Are you able to quote each entry exactly as written?

- - -

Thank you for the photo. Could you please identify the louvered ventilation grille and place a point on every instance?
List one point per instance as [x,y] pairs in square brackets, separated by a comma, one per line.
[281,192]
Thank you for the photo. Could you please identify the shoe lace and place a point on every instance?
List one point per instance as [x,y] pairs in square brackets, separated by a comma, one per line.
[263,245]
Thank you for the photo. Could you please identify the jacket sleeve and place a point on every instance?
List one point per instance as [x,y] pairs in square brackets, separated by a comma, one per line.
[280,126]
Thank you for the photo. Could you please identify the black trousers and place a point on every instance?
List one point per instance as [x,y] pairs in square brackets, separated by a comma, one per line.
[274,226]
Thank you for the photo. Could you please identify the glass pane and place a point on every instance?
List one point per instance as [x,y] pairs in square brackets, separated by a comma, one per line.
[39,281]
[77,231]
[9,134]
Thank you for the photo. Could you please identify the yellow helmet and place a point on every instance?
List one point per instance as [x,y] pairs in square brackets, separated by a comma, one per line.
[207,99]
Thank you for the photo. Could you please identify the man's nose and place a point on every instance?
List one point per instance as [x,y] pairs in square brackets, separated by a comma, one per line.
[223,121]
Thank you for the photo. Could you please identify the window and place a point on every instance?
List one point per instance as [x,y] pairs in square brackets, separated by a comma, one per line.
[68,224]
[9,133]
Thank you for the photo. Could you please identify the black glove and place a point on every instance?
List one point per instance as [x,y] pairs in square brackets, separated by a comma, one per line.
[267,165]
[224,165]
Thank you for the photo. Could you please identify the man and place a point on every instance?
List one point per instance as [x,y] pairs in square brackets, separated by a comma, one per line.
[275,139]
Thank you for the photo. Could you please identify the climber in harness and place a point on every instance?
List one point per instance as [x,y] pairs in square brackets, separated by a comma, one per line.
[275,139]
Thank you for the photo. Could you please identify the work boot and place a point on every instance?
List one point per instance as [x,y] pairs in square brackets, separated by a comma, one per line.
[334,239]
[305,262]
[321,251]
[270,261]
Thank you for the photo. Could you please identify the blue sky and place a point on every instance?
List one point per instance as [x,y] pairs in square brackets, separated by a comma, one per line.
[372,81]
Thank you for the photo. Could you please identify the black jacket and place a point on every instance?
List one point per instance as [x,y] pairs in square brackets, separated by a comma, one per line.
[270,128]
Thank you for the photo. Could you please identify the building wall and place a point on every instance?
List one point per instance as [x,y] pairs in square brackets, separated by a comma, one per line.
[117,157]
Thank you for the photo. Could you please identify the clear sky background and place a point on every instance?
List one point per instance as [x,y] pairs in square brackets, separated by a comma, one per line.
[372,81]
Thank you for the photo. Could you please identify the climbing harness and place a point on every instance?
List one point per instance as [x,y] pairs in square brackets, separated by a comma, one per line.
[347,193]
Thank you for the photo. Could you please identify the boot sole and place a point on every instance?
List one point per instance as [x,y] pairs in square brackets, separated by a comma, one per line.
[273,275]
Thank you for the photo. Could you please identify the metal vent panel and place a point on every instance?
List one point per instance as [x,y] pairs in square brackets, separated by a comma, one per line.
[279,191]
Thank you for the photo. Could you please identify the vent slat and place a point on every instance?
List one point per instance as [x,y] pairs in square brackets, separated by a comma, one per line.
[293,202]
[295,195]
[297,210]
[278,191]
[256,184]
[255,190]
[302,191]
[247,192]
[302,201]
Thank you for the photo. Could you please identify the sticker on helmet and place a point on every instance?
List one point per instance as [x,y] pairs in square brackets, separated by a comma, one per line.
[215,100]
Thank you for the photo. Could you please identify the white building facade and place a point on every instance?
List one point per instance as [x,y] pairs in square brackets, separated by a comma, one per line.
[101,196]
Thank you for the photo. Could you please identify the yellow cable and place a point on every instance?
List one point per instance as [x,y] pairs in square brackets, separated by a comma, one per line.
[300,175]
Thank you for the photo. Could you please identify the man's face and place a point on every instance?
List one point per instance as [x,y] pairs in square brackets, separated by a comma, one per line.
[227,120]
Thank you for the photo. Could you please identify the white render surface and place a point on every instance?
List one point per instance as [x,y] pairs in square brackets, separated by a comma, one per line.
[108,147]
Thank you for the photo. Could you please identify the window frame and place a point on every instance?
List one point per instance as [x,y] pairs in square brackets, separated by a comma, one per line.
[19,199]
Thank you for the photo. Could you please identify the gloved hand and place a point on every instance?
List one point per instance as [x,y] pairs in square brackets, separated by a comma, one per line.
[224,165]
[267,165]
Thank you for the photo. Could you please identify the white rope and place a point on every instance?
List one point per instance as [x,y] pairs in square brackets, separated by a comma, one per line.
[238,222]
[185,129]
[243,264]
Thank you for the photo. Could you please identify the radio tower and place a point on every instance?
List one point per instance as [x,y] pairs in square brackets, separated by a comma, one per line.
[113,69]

- - -

## Reply
Thank you for the photo. Could you please identify the louvered ventilation grille and place a point on every instance?
List one point per instance as [x,y] pairs in square brackets, separated by a comma, one per line.
[281,192]
Thank you for the photo. Could you please identify the shoe lace and place a point on every instance?
List one point per instance as [x,y] pairs in square brackets, separated by a comma, one per line.
[263,245]
Thank you for the photo. Could you please identify the jacket sleeve and place a point on every instance?
List one point per instance as [x,y] pairs in square brackets, separated by a comma, one per line.
[280,126]
Thank you for the photo. Could you please identify the black trousers and place a point on every instance?
List one point per instance as [x,y] pairs in square brackets, separated by a comma, one per line.
[274,226]
Thank you for the photo. Could you please identify the glass pane and place a point on every instance?
List one point per instance as [x,y] pairs in square brackets, separated by a comma, one per line.
[39,281]
[77,231]
[9,134]
Thank you for the photo. Could you please identify the yellow helmet and place a point on every instance?
List one point per instance as [x,y] pairs in square brackets, separated by a comma, one per line.
[207,99]
Thank you for the photo. Could you please identify the man's nose and place a point on every instance?
List one point per instance as [x,y] pairs in square brackets, separated by a comma, one per line.
[223,121]
Thank you for the photo. Could you please identify the window and place a point on every instance?
List one point per instance as [x,y] pairs in square brackets, separated by a comma, one per line.
[68,224]
[9,133]
Thank you for the photo. Could you please identify the black glove and place a point on every instance?
List one point per instance as [x,y] pairs in square brackets, separated by a comma, one per line.
[267,165]
[224,165]
Thank you for the photo. Could you please identify the man and place a point on every instance?
List one point per instance as [x,y] pairs in square brackets, separated by a comma, one per line.
[275,139]
Thank you for the photo. Could you please identify the climber in harness and place a point on every instance?
List one point per instance as [x,y] pairs in square brackets, separated by a comma, one per line.
[275,139]
Thank you for the photo. Could you please identify the work boot and place a point on every instance?
List one point per instance as [x,y] pairs in square brackets, separated by a comma, one per line.
[334,239]
[305,262]
[321,251]
[270,261]
Thank you for the photo. Could you please identify the blue sky and place a point on every instance?
List one point per instance as [x,y] pairs in square brackets, separated by a comma, one per line.
[372,81]
Thank you for the photo. Could you please identify the black jacket and place a point on every instance?
List one point per instance as [x,y] pairs in square brackets, separated by a comma, one per line.
[270,128]
Thank you for the photo. Could you please identify the building wall and place a point on every instance?
List one point per instance as [x,y] pairs in square brackets, separated by a comma, one per line.
[117,157]
Thank you for the photo. Could you please identify the clear sky background and place a point on every instance?
List one point per instance as [x,y] pairs in square brackets, separated by a comma, one per line.
[372,81]
Thank you for the photo. Could you please identify the climbing harness and place a point on every instance?
List one point per instance as [x,y] pairs in square brackets, separated by a comma, one per line.
[347,193]
Thank you for the photo. Could you please identify the boot sole and place a point on every instance?
List one point per instance as [x,y] pairs in square brackets, separated by a comma, one per line.
[273,275]
Thank you for the photo. Could you please identify the metal vent panel and place a point on every instance?
List one point per instance as [x,y] pairs in square brackets, separated by a comma, one per line.
[279,191]
Thank you for the photo. Could you please identify the vent slat and place a point on every instance?
List one point per instance as [x,y] pairs in square brackets, separated by a comma, one per line.
[293,202]
[295,195]
[297,210]
[278,191]
[256,184]
[255,190]
[302,191]
[247,192]
[302,201]
Thank you for the photo. Could you please identify the sticker on helmet and place a point on every instance?
List one point per instance as [x,y] pairs in square brackets, separated by a comma, one per line.
[215,100]
Thank you for the photo. Could you please identify the white building facade and place a point on every instance?
List one point per instance as [x,y] pairs in square brackets, separated by a comma, one per line.
[101,196]
Thank you for the photo. Could you please identify the yellow cable and place a point on every instance?
List one point per instance as [x,y] pairs in square brackets, separated by a comma, one per line.
[300,175]
Thank you for the photo. Could you please identify the man's face and place a point on every instance?
List one point per instance as [x,y] pairs in square brackets, separated by a comma, one per line.
[227,120]
Thank you for the photo. Could you please identify the white render surface and place a point on every instance?
List one point per instance as [x,y] pairs in square brackets, separated by a comma, one per line.
[108,147]
Thank you for the photo. Could you please identify the window frame and place a point on every instance?
List one point per instance as [x,y] pairs in square brackets, separated by a comma, one per line.
[19,199]
Thank you for the photo. Could you please identify the gloved hand and place a point on every instance?
List one point per instance as [x,y] pairs in square brackets, separated by a comma, one per line.
[224,165]
[267,165]
Thank you for the photo. Could you please identify the white rope and place a point on every instance?
List one point per instance as [x,y] pairs in square brackets, separated by a comma, one per line.
[238,222]
[185,129]
[243,264]
Thank you for the photo. Could you please identify the radio tower and place a point on every instance?
List one point per instance as [x,y] pairs in square brackets, separated by a comma, one per line.
[113,69]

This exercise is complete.